▶ Testo di partenza:

════════

Nonostante le apparenze, il settore del vaping non esce sconfitto. Per la prima volta non si è dovuto difendere ma è stato protagonista dell'attacco. Occorre ripartire da tutto quello che di buono è stato costruito in queste settimane.

Il presidente della Camera Roberto Fico ha dichiarato inammissibile l’emendamento no-tax e web libero sulle sigarette elettroniche. Per non ammettere le decine di emendamenti di Forza Italia e del Pd, ha preferito stralciare il testo sulla sigaretta elettronica. Punto, a capo.

════════

▶ Obiettivo:
Riscrivi il brano sul vaping da "Nonostante le apparenze, il" a "in queste settimane.", sostituendo "settore" con "comparto".

════════

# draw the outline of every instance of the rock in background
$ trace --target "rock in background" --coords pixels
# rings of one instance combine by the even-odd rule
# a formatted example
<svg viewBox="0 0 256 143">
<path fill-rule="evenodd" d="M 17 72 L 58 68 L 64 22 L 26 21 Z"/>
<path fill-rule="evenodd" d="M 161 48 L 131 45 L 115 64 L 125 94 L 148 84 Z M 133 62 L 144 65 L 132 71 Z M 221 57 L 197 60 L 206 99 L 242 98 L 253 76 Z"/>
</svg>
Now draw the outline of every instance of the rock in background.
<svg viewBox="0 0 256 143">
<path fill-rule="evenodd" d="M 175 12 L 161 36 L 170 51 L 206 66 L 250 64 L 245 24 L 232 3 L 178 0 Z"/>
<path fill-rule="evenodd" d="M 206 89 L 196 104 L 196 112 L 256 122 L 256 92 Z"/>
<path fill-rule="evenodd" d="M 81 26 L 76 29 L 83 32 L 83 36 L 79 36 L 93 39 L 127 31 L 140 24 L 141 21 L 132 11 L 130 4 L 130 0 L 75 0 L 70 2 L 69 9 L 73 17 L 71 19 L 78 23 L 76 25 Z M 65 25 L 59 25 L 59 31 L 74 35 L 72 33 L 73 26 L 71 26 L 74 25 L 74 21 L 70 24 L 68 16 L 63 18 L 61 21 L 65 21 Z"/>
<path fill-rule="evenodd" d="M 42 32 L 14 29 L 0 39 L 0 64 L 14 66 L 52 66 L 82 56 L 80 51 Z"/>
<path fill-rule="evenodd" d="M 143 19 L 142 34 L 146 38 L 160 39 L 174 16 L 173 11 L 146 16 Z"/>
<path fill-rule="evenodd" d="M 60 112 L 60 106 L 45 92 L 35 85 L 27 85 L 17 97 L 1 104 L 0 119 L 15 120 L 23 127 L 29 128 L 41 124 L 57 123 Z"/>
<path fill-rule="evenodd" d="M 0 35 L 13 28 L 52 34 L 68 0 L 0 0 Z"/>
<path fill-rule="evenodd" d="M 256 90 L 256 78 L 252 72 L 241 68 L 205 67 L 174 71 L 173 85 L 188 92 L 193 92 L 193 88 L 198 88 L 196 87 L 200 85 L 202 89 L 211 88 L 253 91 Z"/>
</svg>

════════

▶ Soluzione:
Nonostante le apparenze, il comparto del vaping non esce sconfitto. Per la prima volta non si è dovuto difendere ma è stato protagonista dell'attacco. Occorre ripartire da tutto quello che di buono è stato costruito in queste settimane.